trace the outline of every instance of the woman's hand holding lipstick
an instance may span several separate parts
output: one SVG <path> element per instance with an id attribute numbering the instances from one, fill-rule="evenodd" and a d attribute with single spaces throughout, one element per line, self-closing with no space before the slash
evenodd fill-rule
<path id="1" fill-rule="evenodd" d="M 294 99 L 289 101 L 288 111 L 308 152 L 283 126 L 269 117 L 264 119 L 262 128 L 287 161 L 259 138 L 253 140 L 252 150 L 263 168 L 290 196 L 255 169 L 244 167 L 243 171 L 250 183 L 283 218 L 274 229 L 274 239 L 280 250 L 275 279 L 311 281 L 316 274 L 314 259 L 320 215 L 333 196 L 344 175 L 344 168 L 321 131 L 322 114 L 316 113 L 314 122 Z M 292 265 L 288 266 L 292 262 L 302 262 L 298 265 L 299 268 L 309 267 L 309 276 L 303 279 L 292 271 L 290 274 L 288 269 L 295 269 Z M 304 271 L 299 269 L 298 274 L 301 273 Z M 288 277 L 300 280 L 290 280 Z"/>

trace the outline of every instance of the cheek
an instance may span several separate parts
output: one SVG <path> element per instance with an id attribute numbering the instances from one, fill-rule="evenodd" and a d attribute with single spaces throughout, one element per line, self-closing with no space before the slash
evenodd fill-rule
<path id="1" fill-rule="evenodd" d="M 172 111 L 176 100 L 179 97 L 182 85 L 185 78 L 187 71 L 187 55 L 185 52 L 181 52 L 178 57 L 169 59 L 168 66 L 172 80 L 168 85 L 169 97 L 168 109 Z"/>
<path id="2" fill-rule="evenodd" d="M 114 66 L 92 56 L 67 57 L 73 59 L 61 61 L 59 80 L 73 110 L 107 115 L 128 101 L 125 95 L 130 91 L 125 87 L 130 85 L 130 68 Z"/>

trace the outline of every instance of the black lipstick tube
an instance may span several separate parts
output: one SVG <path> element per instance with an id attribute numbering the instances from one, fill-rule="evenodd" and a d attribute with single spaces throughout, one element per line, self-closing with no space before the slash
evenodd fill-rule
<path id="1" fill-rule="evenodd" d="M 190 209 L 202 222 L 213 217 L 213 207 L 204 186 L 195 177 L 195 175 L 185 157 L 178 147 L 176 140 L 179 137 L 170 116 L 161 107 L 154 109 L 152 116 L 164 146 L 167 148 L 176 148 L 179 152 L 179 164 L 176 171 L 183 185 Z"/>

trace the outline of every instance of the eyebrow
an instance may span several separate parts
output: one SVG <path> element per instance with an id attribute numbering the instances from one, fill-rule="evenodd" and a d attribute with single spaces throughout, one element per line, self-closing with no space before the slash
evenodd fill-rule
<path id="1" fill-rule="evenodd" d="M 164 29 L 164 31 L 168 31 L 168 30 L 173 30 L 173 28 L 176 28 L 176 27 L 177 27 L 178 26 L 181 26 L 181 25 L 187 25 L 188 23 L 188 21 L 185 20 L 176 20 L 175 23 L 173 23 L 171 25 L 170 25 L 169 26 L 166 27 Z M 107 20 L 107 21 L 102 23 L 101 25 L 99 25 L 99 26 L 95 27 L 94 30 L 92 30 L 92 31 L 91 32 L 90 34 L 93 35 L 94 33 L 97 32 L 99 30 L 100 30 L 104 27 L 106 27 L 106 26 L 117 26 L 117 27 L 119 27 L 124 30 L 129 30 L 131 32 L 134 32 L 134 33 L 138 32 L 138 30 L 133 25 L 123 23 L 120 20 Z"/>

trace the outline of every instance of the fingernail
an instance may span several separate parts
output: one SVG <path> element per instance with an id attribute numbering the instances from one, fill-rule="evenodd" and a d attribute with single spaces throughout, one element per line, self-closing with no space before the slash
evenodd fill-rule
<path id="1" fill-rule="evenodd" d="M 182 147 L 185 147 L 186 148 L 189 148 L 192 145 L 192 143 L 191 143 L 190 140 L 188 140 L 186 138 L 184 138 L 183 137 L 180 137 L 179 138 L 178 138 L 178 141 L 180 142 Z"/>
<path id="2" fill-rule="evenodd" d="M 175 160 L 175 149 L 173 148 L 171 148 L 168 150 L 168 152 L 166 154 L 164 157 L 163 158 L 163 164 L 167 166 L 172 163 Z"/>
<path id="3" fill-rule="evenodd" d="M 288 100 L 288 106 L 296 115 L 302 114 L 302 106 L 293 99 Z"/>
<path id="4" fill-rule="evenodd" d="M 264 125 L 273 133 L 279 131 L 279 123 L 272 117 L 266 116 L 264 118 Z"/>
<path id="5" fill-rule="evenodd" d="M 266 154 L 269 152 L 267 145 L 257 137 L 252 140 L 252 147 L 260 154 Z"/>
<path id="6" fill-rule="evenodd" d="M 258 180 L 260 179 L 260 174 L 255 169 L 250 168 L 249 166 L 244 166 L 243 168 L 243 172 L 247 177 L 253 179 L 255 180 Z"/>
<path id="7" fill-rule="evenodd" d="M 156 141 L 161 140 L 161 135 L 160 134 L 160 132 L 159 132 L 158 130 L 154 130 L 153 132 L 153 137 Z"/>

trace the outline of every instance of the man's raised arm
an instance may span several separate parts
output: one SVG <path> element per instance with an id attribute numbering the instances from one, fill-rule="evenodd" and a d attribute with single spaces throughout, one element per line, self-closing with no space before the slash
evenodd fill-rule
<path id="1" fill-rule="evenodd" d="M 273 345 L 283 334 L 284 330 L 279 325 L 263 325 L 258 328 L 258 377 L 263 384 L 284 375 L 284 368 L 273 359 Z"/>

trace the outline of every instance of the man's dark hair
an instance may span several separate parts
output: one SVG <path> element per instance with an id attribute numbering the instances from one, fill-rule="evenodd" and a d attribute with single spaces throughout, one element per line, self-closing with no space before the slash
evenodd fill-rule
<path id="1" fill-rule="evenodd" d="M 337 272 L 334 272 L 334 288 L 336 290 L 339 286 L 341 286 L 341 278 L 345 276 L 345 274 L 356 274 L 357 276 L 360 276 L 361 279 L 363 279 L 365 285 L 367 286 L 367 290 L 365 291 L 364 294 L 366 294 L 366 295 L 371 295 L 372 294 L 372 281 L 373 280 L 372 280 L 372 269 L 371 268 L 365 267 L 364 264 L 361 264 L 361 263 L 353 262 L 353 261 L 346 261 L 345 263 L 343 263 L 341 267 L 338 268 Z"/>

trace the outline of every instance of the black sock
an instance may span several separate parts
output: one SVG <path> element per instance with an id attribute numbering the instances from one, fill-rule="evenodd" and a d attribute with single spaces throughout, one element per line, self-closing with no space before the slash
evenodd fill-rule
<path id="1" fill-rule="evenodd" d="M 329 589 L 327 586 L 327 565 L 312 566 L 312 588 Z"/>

+-------+

◆ What you will do: Please give the lines between the one holding "trace the outline of every instance of the cheek" and the one holding "190 209 L 202", inclusive, again with "black lipstick tube" swapped for "lipstick case" and nothing else changed.

◆ Task response:
trace the outline of every instance of the cheek
an instance may span several separate parts
output: one SVG <path> element per instance with an id attribute numbering the instances from one, fill-rule="evenodd" and a d attribute with single spaces throughout, one element per line, self-closing with no space before the slash
evenodd fill-rule
<path id="1" fill-rule="evenodd" d="M 172 111 L 176 100 L 179 97 L 182 85 L 185 78 L 187 71 L 187 55 L 185 52 L 181 52 L 178 57 L 169 59 L 168 66 L 172 80 L 168 85 L 169 97 L 168 109 Z"/>
<path id="2" fill-rule="evenodd" d="M 114 66 L 92 56 L 67 57 L 73 59 L 61 61 L 59 80 L 73 110 L 107 115 L 128 101 L 125 95 L 130 91 L 125 87 L 130 85 L 130 68 Z"/>

trace the outline of every instance of the lipstick case
an instance may span several separate parts
output: one SVG <path> element per instance with an id attribute numbering the instances from one, fill-rule="evenodd" and a d attribute with single spaces throughout, one element per line, self-closing with no space before the slash
evenodd fill-rule
<path id="1" fill-rule="evenodd" d="M 190 209 L 202 222 L 213 217 L 213 207 L 204 186 L 195 177 L 195 175 L 185 157 L 178 147 L 176 140 L 179 137 L 170 116 L 161 107 L 154 109 L 152 116 L 164 146 L 167 148 L 176 148 L 179 152 L 179 164 L 176 171 L 183 185 Z"/>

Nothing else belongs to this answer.